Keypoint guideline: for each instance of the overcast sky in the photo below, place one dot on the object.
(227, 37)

...

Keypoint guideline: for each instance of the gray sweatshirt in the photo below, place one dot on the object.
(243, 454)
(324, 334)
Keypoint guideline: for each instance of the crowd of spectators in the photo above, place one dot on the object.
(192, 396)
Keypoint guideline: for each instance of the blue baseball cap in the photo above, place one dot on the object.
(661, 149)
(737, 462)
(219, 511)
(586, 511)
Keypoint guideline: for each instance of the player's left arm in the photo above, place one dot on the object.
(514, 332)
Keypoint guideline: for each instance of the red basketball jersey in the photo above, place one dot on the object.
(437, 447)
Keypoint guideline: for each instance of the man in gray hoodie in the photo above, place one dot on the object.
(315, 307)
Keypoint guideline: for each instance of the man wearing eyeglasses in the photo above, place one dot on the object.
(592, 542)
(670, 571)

Exercise prompt — Please state how many lines above contain the word "each", treating uppercase and lowercase as different, and give only the number.

Final result — 8